Express the material as a JSON list of strings with one string per line, starting at the line that contains "A rule for this batch: each instance of the helmet chin" and stopping after the line that contains "column 59, row 92". Leave out blank lines and the pictures.

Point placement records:
* begin *

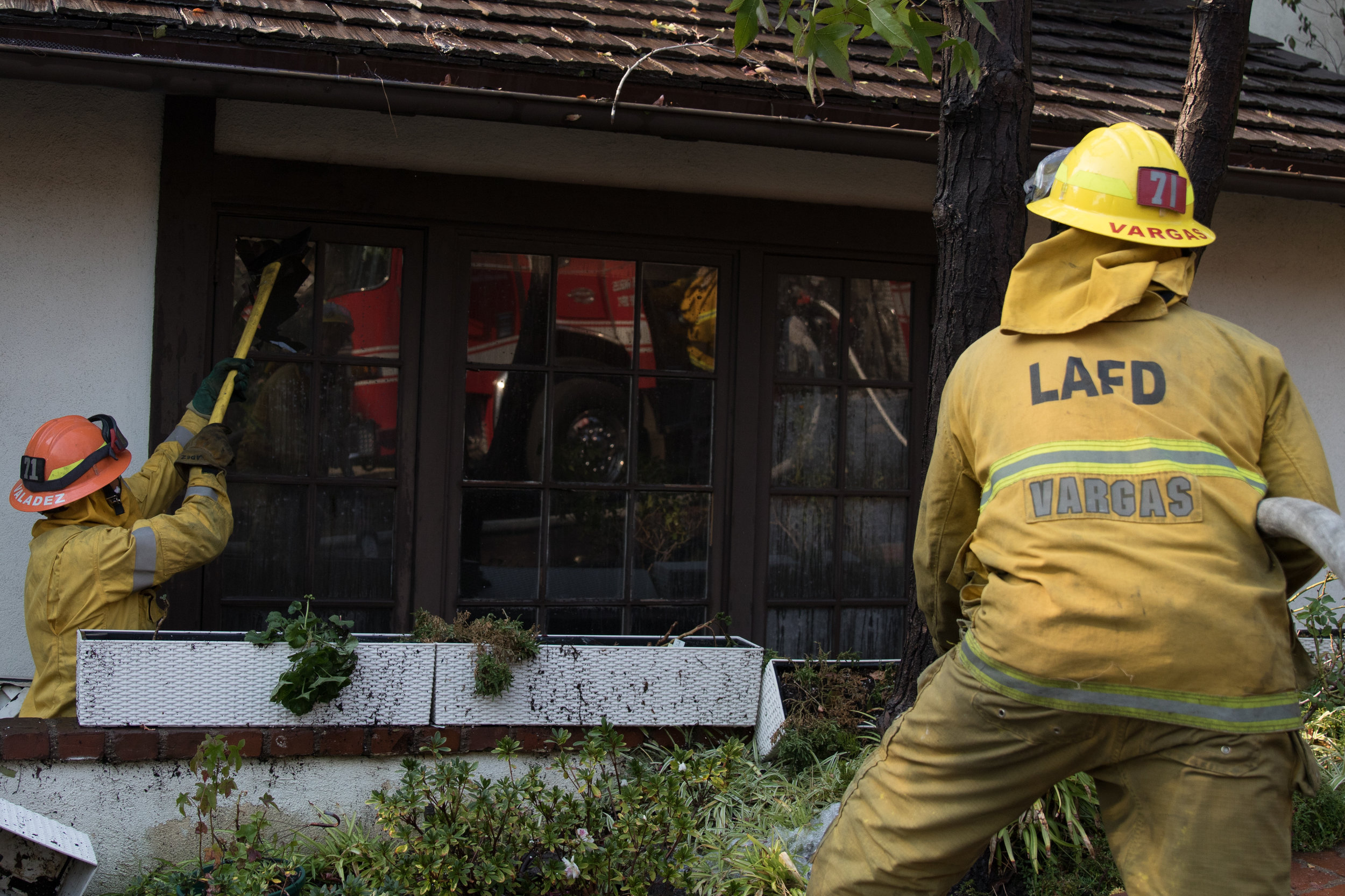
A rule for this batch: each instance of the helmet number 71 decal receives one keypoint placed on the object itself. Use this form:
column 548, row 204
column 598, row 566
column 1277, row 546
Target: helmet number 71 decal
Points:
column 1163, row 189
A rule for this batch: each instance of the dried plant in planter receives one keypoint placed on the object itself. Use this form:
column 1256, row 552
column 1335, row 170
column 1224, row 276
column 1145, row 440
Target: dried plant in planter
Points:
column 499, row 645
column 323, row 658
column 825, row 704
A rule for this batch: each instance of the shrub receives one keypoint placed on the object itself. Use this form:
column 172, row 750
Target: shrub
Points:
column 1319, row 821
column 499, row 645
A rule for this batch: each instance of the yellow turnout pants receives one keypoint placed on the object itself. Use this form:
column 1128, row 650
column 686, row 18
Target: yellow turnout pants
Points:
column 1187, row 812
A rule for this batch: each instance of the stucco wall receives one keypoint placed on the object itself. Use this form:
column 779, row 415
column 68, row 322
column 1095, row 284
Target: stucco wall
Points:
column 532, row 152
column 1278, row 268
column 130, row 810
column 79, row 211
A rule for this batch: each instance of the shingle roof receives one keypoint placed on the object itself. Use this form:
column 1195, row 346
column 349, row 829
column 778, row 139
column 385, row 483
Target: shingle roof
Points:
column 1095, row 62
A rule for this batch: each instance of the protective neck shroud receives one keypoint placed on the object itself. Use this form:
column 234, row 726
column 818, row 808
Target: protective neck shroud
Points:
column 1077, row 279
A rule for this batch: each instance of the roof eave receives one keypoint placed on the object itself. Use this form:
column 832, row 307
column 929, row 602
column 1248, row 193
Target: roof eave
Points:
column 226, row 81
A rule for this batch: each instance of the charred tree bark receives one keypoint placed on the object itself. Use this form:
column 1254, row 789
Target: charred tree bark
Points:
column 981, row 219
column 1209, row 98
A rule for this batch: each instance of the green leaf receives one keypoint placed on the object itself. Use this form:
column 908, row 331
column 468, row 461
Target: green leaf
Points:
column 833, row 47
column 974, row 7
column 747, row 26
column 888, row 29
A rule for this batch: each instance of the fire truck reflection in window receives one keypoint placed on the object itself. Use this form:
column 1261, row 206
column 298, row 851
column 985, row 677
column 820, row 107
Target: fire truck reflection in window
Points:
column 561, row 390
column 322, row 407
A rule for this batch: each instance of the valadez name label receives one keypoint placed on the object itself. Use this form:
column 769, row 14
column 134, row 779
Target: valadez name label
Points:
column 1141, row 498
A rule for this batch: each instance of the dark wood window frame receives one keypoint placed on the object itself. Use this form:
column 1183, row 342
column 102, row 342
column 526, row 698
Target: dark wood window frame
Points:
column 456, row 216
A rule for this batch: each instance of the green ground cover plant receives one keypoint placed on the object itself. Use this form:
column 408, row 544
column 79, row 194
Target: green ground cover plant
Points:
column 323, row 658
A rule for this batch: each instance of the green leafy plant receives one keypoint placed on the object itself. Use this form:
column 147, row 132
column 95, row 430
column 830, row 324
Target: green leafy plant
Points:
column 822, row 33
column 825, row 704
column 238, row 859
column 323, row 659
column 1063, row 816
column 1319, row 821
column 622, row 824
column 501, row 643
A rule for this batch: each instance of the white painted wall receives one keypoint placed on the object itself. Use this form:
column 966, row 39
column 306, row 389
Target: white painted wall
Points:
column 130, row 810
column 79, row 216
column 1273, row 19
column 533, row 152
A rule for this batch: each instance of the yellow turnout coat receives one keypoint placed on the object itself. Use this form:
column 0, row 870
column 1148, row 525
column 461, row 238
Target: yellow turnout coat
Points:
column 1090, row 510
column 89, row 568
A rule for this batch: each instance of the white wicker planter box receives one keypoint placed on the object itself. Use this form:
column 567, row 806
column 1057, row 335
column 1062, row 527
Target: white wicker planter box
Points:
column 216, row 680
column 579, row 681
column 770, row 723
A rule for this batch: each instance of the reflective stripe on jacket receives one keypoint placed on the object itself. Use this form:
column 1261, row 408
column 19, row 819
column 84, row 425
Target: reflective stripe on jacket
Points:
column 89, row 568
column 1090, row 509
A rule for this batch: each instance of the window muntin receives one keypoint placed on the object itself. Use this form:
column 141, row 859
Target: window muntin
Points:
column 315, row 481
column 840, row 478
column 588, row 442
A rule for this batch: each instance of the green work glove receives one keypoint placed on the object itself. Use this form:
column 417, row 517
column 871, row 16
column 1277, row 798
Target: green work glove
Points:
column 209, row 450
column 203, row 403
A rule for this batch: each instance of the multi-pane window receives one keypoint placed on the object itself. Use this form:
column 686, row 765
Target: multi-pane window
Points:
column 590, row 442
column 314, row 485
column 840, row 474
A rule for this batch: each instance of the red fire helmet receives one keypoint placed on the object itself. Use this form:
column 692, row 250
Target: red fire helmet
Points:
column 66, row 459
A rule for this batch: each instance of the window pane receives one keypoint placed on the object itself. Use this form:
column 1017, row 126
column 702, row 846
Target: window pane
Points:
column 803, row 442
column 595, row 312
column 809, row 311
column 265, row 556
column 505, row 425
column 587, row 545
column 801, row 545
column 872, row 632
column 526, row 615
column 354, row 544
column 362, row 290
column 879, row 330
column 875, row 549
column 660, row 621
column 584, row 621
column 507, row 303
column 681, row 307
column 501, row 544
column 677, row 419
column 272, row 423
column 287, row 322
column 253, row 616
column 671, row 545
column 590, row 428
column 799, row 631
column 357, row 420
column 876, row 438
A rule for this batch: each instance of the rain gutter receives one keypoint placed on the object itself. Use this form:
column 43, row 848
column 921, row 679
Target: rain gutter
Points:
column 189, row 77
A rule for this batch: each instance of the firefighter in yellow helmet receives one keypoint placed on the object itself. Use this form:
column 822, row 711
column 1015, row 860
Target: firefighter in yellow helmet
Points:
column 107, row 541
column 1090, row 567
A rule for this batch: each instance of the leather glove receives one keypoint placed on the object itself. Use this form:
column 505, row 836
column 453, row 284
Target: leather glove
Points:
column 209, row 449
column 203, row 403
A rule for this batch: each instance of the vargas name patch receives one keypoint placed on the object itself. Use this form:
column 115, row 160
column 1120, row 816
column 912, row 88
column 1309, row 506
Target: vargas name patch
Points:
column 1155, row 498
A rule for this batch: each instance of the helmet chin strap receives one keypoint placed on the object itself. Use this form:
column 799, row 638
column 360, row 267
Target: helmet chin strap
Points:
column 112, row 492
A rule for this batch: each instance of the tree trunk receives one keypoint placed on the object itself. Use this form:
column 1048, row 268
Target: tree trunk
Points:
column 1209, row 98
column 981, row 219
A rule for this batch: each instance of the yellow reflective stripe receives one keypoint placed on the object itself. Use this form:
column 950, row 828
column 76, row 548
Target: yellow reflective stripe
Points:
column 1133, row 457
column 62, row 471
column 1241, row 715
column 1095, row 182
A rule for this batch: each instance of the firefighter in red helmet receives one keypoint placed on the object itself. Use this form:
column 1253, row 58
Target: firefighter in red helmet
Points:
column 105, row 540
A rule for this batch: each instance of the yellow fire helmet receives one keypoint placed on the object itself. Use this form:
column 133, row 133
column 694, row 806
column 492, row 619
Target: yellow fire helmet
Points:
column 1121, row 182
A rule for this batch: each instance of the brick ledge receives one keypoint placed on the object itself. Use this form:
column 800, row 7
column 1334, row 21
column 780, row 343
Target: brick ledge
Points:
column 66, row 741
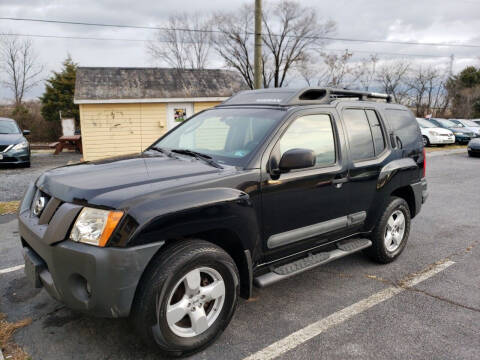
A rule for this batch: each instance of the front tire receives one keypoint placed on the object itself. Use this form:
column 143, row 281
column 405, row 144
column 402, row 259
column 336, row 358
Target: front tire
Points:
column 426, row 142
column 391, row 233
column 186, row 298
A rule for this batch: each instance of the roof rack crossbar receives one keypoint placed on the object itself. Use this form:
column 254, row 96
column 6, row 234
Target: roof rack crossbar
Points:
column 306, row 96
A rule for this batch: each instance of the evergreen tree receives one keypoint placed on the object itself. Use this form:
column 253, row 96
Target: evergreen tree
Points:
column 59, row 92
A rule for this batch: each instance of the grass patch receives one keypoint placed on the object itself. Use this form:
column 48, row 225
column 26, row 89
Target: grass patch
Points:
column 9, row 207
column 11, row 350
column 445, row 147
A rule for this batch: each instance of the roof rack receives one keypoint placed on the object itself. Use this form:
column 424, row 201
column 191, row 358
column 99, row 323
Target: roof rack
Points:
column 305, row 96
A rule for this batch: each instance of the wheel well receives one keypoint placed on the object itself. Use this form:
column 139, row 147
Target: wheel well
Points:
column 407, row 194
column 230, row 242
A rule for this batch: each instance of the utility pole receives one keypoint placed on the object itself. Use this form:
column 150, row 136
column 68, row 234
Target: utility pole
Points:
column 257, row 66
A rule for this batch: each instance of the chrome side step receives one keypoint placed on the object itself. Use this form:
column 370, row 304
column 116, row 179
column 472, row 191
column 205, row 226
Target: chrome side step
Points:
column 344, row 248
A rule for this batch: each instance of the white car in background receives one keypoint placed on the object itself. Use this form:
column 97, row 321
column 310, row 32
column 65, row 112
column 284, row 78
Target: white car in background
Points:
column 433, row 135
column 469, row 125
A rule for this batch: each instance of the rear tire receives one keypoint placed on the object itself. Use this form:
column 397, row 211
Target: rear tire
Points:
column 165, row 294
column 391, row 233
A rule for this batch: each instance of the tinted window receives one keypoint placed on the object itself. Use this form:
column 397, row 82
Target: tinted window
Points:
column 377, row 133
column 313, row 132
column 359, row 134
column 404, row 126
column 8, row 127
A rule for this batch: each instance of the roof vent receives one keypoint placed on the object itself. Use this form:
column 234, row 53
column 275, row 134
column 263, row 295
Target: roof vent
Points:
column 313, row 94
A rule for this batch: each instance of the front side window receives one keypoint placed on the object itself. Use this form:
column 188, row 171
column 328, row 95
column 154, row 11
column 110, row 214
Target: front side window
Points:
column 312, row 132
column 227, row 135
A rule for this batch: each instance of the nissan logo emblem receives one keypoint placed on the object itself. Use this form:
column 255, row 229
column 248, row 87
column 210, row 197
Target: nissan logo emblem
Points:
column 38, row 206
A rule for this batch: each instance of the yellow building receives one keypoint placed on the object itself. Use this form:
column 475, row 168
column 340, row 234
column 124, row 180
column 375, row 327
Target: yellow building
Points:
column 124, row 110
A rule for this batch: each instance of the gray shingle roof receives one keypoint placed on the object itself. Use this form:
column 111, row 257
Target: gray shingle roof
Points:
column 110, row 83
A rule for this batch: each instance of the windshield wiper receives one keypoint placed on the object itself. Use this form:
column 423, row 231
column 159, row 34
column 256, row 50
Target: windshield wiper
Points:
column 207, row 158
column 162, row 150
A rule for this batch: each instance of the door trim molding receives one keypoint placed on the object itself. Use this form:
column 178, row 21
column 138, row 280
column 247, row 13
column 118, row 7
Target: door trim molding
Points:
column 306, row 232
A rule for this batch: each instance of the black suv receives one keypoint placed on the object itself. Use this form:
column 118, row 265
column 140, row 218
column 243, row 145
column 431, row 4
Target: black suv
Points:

* end *

▶ _Output for this task_
[
  "A rule for this batch: each instance of the helmet chin strap receives one keypoint placed on the object itself. Use this form:",
  "column 799, row 638",
  "column 360, row 267",
  "Target: helmet chin strap",
  "Points:",
  "column 112, row 492",
  "A rule for this batch: each instance of the tree trunk receives one keypoint placed on the object itself. Use this form:",
  "column 1048, row 268",
  "Target: tree trunk",
  "Points:",
  "column 1209, row 98",
  "column 981, row 219",
  "A rule for this batch: each instance of the yellow reflective stripe receives one keypoint placed on the object itself. Use this form:",
  "column 950, row 828",
  "column 76, row 548",
  "Target: yellow reflective stripe",
  "Points:",
  "column 1133, row 457",
  "column 62, row 471",
  "column 1241, row 715",
  "column 1095, row 182",
  "A rule for this batch: each instance of the firefighter in red helmet receives one keypoint placed on the object itself. Use this form:",
  "column 1253, row 58",
  "Target: firefighter in red helmet",
  "Points:",
  "column 105, row 540",
  "A rule for this batch: each instance of the yellow fire helmet receives one keypoint placed on the object itself. Use this form:",
  "column 133, row 133",
  "column 694, row 806",
  "column 492, row 619",
  "Target: yellow fire helmet",
  "Points:",
  "column 1121, row 182",
  "A rule for this batch: each instance of the brick ledge receives one keypoint placed on the object itself. Use this form:",
  "column 800, row 7",
  "column 1334, row 21",
  "column 780, row 343",
  "Target: brick ledge",
  "Points:",
  "column 66, row 741",
  "A rule for this batch: each instance of the front tire receives one keypoint placed on the object itself. Use this form:",
  "column 143, row 281",
  "column 405, row 144",
  "column 402, row 259",
  "column 336, row 358",
  "Target: front tire",
  "Points:",
  "column 426, row 142",
  "column 391, row 233",
  "column 186, row 298",
  "A rule for this batch: each instance of the roof rack crossbar receives one keypoint placed on the object itself. Use this form:",
  "column 254, row 96",
  "column 6, row 234",
  "Target: roof rack crossbar",
  "Points:",
  "column 306, row 96",
  "A rule for this batch: each instance of the evergreen tree receives one keypoint placed on the object itself. Use this form:",
  "column 253, row 96",
  "Target: evergreen tree",
  "Points:",
  "column 59, row 92"
]